### Extract
The average interest rate on our floating rate debt at the end of the second quarter was 5.5%. The book value of our total debt was approximately $24 billion at the end of the quarter, and our cash balance at the end of the quarter was approximately $1.2 billion. Our $2 billion revolving credit facility was undrawn at the end of the quarter with $1.8 billion of availability net of approximately $200 million in outstanding letters of credit. Capital spending in the quarter totaled approximately $462 million.

Gary, that concludes my report.

Gary Loveman

Thank you, Jonathan. With new projects and new facilities continuing to come online, and with efficient geographically diversified operations in place, we feel we are well positioned to maximize our cash flows during this period of economic difficulty and ultimately benefit from an upcoming upturn in the economy.

Operator, we are now prepared to take questions.

Question-and-Answer Session

Operator

(Operator Instructions). Your first question comes from the line of Kevin Coyne with Goldman Sachs.

Kevin Coyne - Goldman Sachs

Hi, thank you for taking my call. Just a few questions. Just as we think about CapEx for this year and next year, obviously, we've seen some changes from some of your competitors in terms of the pipeline. And I was wondering if you could give us a sense as to what you're thinking, obviously, you're moving forward on Caesars Tower and the convention spaces.

Is there any plan or possibility to delay or postpone some of these plan to growth CapEx in light of the challenging times? And maybe as you think about 2009 CapEx, I know you've given us some '08 guidance. If you can kind of help couch 2009 CapEx, where do you think that is going to be?

Gary Loveman

Well, this is Gary. I am going to take a quick pass at the overview nature of your question and let Jonathan provide any specifics. We have had in the pipeline a series of projects that are now online, Horseshoe Hammond opening today, here is Atlantic City having been completed recently. That leaves us really with one significant project, the expansion of Caesars Palace which we detailed a moment ago. We are moving fully ahead on that project which we consider to be strategically very important, given the other aspects that are coming online in Las Vegas.

Once that project is finished, there are not other very large or comparably-sized capital projects in the pipeline at the moment. We are certainly scrutinizing our maintenance CapEx carefully as you would expect us to do in light of current circumstances, and of course, the total CapEx spend is a consequence to the elimination of these programs that have just been completed will cycle beyond fairly substantially. Jonathan, do you want to speak as specifics?

Jonathan Halkyard

Sure. Just as it relates to the remainder of 2008, we have approximately $100 million left depending on Harrah's Atlantic City, and although the project is completed, it's common for these things to be worked out over a period of time after the projects have completed. Roughly the same amount on our project in Hammond. And our remaining spending this year on the Caesars Palace expansion will be approximately $250 million to $275 million.

### Tasks to complete
• a. According to the earnings call transcript, what was the cash balance at the end of the quarter?
• b. Which distinct speaker headings appear in the earnings call transcript?

### Excerpts from a dataset
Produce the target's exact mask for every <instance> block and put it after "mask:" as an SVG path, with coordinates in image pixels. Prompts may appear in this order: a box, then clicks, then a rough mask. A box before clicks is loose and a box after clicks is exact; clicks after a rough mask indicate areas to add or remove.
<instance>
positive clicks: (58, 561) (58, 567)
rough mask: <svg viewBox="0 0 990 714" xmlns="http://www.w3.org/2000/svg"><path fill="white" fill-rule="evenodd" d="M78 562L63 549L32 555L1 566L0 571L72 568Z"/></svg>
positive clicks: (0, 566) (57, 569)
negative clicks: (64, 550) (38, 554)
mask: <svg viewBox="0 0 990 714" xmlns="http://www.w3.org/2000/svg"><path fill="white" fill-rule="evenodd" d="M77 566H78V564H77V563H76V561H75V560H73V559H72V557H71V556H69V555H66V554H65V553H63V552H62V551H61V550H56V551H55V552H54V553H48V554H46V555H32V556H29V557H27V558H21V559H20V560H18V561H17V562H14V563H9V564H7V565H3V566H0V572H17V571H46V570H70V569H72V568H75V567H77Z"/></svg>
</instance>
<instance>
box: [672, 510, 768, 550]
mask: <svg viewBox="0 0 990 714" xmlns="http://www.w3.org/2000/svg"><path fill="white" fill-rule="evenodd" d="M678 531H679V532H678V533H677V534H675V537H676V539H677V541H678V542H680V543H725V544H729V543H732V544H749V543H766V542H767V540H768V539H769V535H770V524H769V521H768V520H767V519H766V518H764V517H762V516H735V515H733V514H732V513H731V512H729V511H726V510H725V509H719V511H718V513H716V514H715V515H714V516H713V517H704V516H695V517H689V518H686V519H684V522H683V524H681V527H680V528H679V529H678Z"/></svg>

### Answers for the tasks
• a. Approximately $1.2 billion.

• b. Gary Loveman, Operator, Kevin Coyne - Goldman Sachs, Jonathan Halkyard